[DOCUMENT EXTRACT]
※ ※ ※

This is part 3 of a 7-part series
However, now there is a means to fight poaching. “Ten years ago, there was nothing: only a small hut, a couple of rangers and no cars,” says Michael Keigwin, founder of the Uganda Conservation Foundation.
His organisation has been working for the last decade to build the Uganda Wildlife Authority’s capacity to monitor the park. Today, there are around 200 rangers at the park, but he says that number is not enough.
“We would need at least two or three times more [rangers] to cover the park well [and] we only have one veterinarian,” he tells The Africa Report from the Joint Operations and Command Centre, a facility built two years ago that integrates everything from an intelligence office up to a police station and cells.
Keigwin speaks up as, a few metres away, the sound of trucks raises a cloud of dust. A paved route is under construction. It will connect with the new Paraa Bridge, a six-lane tarmacked road, which is a dream for tourists, but a nightmare for animals.

Since February this year, travelling from the south to the northern part of the Murchison Falls Conservation Area, which has the highest animal density area, has been made more convenient, yet animals have borne the brunt of easier access. “At least every day you find an animal knocked on the road. It is so smooth that cars don’t ride at the 40km/h limit,” says a ranger on condition of anonymity. “The world they’re seeing and growing on is very strange.”
Even though developers argue that road developments will boost tourism, pickups will share space with oil trucks moving through the park. “Both industries can coexist,” says the UCF founder. “But they have mixed the oil roads and tourism, all go through the same place and that will generate greater visual impact”.
They should have concentrated on the oil outside the park and left what is inside the park
At Murchison Falls National Park, Total Energies is developing the Tilenga project which plans a total of 31 oil wells, with 10 of those being on the northern side where most animals live. “They should have concentrated on the oil outside the park and left what is inside the park,” the ranger says.
The park holds 83% of the oil reserves on the Ugandan side of Lake Albert, which will see about 204,000 barrels a day at maximum capacity connected via a feeder pipeline to be exported through the East African Oil Pipeline (EACOP).

※ ※ ※

[PROVIDED RECORDS]
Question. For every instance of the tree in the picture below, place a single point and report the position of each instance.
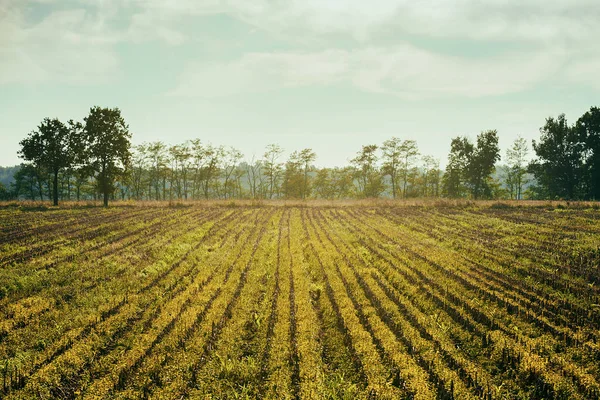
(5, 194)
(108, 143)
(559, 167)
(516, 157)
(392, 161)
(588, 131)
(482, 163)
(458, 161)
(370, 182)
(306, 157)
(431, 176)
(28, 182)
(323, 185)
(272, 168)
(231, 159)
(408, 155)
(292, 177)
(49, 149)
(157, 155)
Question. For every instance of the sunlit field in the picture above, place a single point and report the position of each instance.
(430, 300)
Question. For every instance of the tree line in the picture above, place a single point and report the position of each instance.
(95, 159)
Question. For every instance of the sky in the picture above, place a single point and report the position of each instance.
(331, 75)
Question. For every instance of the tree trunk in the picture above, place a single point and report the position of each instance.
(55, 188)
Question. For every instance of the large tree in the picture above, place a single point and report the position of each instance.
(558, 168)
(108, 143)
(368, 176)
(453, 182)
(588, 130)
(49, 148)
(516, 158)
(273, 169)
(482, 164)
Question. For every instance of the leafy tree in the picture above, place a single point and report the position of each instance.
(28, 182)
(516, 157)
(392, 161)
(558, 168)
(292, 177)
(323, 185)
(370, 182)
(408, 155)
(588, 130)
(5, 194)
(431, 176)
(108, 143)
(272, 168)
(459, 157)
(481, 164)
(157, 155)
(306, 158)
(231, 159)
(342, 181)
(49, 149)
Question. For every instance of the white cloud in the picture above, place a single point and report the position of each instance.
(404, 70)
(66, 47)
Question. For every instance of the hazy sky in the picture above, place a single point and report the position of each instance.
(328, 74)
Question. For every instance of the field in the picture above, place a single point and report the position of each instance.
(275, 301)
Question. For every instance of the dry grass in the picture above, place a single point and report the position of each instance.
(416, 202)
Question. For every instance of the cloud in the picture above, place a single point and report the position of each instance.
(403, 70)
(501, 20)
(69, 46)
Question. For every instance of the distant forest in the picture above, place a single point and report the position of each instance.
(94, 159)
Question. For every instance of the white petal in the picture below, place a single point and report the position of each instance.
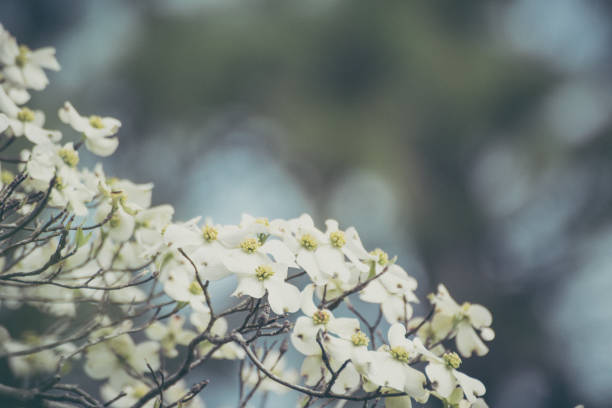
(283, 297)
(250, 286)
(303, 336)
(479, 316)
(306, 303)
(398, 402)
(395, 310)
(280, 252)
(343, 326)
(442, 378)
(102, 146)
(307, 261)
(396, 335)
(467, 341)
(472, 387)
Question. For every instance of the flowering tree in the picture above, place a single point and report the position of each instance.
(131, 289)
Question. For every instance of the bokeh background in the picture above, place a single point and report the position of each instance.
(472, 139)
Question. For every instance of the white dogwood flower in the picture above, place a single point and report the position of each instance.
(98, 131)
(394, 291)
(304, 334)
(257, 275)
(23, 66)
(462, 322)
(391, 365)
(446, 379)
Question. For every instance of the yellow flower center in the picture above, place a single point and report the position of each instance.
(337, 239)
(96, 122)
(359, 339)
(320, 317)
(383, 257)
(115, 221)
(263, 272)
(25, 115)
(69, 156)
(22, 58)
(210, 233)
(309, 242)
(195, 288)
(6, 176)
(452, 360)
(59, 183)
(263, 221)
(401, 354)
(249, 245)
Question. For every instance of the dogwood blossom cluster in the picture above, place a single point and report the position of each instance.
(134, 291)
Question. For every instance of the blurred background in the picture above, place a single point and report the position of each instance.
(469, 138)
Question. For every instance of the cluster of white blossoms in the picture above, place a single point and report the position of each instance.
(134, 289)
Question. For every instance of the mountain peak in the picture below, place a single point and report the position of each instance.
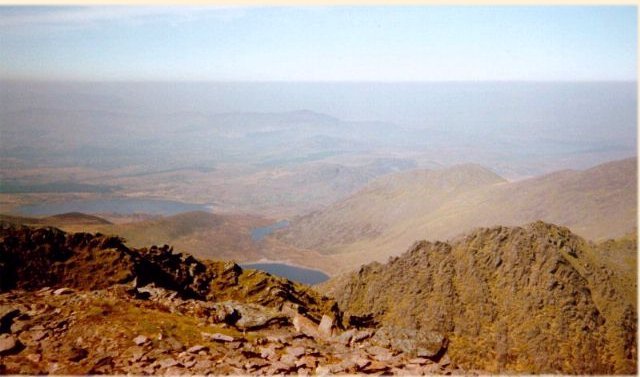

※ ※ ※

[WORK ORDER]
Rewrite more briefly the paragraph of the Murchison Falls article that begins "Since February this year," keeping its main facts.

[TASK OUTPUT]
Since February, travel from the south to the north of the Murchison Falls Conservation Area, its area of highest animal density, has been easier, but animals have paid the price. A ranger speaking anonymously says an animal is hit on the road at least daily because the smooth surface lets cars exceed the 40km/h limit.